Request 1 →
Condense the paragraph of the Colby score transcript that begins "First eight is factfinder" into a short bulleted list that keeps its main facts.
Request 2 →
Extend the Colby score transcript, picking up after its final line.

Source →
-*-*-

Chris Davis  14:00  

Yeah, and I want to give my listeners All right. All right, everybody, I’m going to put myself on the on the operating table here. And I’m going to share my Colby score. And then Eryn just do a quick overview nothing too deep of exactly what that means. And so my score I memorize it as 88238823

 

Eryn Morgan  14:22  

Right okay. So what that tells me when I look at those numbers is the first thing is that you are a strategic planner. So you are somebody who is going to gather information and put it in systems and gather information and put it in systems you love consistency and getting things to a place where they are steady and stable. And you are brilliant in the sort of intangible space of of creating online in a in a virtual environment where you don’t have that tactile touch and feel. So I look at somebody like you. And I think if I partner you up with someone like me, who my default is to take action, I’m gonna go out and I’m going to innovate and create. And you put the two of us together in a team full failure, we’re gonna really extra bag because you are, you’re so incredibly good at creating complex systems that solve very, very detailed problems, such as subject matter expert, it’s so fun. Does that sound about right?

 

Chris Davis  15:34  

And that was spot on. And when I read it, I was like, did she write this herself? Because you know, we know each other, you’ve gone through my program, we spent some time. So let’s go number by number. What was the first the first eight? Is that a zone? Or what do you call that?

 

Eryn Morgan  15:53  

First eight is factfinder. This is all about how to gather and share information. So the higher that number on a scale of one to 10, the more detailed you are, in terms of research, and really becoming that deep subject matter expert. So you will you will share step by step detail information. I mean, you’re the person in the meeting, who has researched and knows all of that, you know, like, you know, like, you know, you’re done. And, and that we can contrast with somebody who was lower in terms of the number who is less inclined towards detail, they like summaries, brevity, maybe they know just enough to be able to stay stay engaged in a meeting. But they’re not going to be the person you call on when you really need to go deep. And somebody like me as a four, I sort of bridge that gap, I can, I can do detail, we can go there, or I can do that very summary kind of information. But these people and you as an factfinder, you initiated in factfinder, you’re pretty deep in terms of detail.

 

Chris Davis  17:07  

Okay, so that’s the fact finder, that’s the first eight, the first thing then the second number, I had eight and what was that?

-*-*-

Provided information →
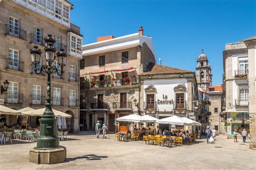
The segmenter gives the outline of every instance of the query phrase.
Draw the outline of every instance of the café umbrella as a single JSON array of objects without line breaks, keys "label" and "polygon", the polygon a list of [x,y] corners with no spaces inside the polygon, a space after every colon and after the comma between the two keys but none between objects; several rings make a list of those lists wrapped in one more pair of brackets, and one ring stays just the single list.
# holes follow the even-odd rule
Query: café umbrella
[{"label": "caf\u00e9 umbrella", "polygon": [[173,115],[170,117],[157,120],[156,123],[162,124],[171,124],[176,125],[190,126],[193,125],[193,123],[188,121],[187,120],[184,120],[181,119],[181,118],[177,115]]}]

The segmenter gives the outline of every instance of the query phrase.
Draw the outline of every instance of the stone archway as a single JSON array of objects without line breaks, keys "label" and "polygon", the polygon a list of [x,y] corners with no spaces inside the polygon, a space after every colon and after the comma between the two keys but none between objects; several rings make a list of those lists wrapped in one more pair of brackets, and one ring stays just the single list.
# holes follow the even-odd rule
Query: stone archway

-*-*-

Exercise answer 1 →
- The first eight is Fact Finder, which covers how a person gathers and shares information.
- It is scored from one to 10. A higher number means more detailed research, deep subject matter expertise, and step-by-step detailed information.
- A lower number means less interest in detail and a preference for summaries and brevity. Such a person knows enough to stay engaged in a meeting but is not the one to call on for depth.
- Eryn Morgan, at four, bridges the gap and can give either detail or summary information.
- Chris Davis initiates in Fact Finder and goes deep in detail.

Exercise answer 2 →
Eryn Morgan  17:14  

That is Kobe calls it follow through, I call it stumps. Because it’s all about how you arrange data, how you how you create and arrange data. So this for you as an eight, again, a very high number, you are a system builder, you would like to create systems detailed, you know, project plan, step by step, you really go deep in this area. And so with for you, you might be able to do the 27 step checklist, right, and you’re an engineer to so that that to me by training, right? I think back to that, like this really matches where somebody like me on the lower end, I am I am closer to being a system breaker. So if you give me the directions, I will follow them. I’m not supposed to be good at at building systems that are detailed and complex, but I also will break the system. So there are people in the world who are those adapt, they like to adapt systems, they like to break systems in a good way. And so you are a builder and I will maintain

 

Chris Davis  18:30  

beautiful Alright, so we got systems was the second then the third number was my to what was that?

 

Eryn Morgan  18:38  

That is Quickstart. And so Quickstart is really about innovation and and how you take on risk and uncertainty. So as a to your you are all about stabilizing stabilization, finding things that stay steady and stable and consistent. And so this is really something I see a lot in that strategic planner is that ah too. It’s I’m going to do the research, build the system and then I just want things to maintain that steady pace, right steady. Hey,

 

Chris Davis  19:14  

my language.

 

Eryn Morgan  19:16  

Yeah, I know. And and then you have somebody like me as an eight, right? So I’m all the way on the other end. And I’m like, let’s go let’s try things. Let’s innovate, let’s be creative in how we approach because I mean, I’ve got the rent more than once. I mean, that is just how I’m wired to be. And so we’re very different in that way. And, and I will say this because this is a really good one to illustrate the two and eight. We’re really far apart in number and the further apart you are in number and this goes for any column but in our case, this one is a really good illustrator. The further you are, the more potential there is for conflict in terms of color. collaborative working arrangements. So you’re going to want to steady stable, keep the beat. And I’m going to want to go out and do new stuff. And we’re going to be in that where we just we don’t always meet Eye to Eye unless we know this. And we work together in order to bridge that gap.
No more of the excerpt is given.